_REQUIRED TASK A_
Repeat the passage of the excerpt on journalistic leads that begins at the words "Each subsequent sentence" and stops after the words "delayed drop, etc.".

*** TEXT EXCERPT

Each subsequent sentence adds further detail, with the most salient facts
always coming first. So you stop reading when you have as much detail as you
want, safe in the knowleddge you're not missing anything too important.

If the author is diluting, simply repeating things already written at greater
length they're not doing it correctly.

Just to reiterate, PG's articles aren't news stories so there is no need to
follow this pattern. There are many other kinds of journalistic leads - the
colour intro, the delayed drop, etc.

------
arethuza
Iain Banks manages to provide both one of the most memorable opening
sentences:

"It was the day my grandmother exploded."

******

_REQUIRED TASK B_
Rewrite the rows from the line containing "white kitchen island" through the end of the rows, swapping "kitchen island" for "center island" and keeping all else the same.

*** GIVEN INFORMATION

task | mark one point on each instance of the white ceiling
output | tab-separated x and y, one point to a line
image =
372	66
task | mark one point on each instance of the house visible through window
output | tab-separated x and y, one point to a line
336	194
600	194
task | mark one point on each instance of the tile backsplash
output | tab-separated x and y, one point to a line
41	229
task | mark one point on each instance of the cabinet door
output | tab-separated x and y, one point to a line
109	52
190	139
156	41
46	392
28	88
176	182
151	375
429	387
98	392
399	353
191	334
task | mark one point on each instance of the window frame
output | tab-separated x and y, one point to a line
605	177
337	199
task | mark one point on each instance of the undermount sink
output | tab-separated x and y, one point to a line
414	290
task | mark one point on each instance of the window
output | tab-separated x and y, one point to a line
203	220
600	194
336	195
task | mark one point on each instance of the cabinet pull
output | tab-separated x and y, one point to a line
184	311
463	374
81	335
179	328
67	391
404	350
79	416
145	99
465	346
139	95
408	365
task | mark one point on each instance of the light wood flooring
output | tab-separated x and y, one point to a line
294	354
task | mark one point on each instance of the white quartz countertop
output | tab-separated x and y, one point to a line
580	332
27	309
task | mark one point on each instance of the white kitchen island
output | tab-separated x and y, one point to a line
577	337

******

_SOLUTION A_
Each subsequent sentence adds further detail, with the most salient facts
always coming first. So you stop reading when you have as much detail as you
want, safe in the knowleddge you're not missing anything too important.

If the author is diluting, simply repeating things already written at greater
length they're not doing it correctly.

Just to reiterate, PG's articles aren't news stories so there is no need to
follow this pattern. There are many other kinds of journalistic leads - the
colour intro, the delayed drop, etc.

_SOLUTION B_
task | mark one point on each instance of the white center island
output | tab-separated x and y, one point to a line
577	337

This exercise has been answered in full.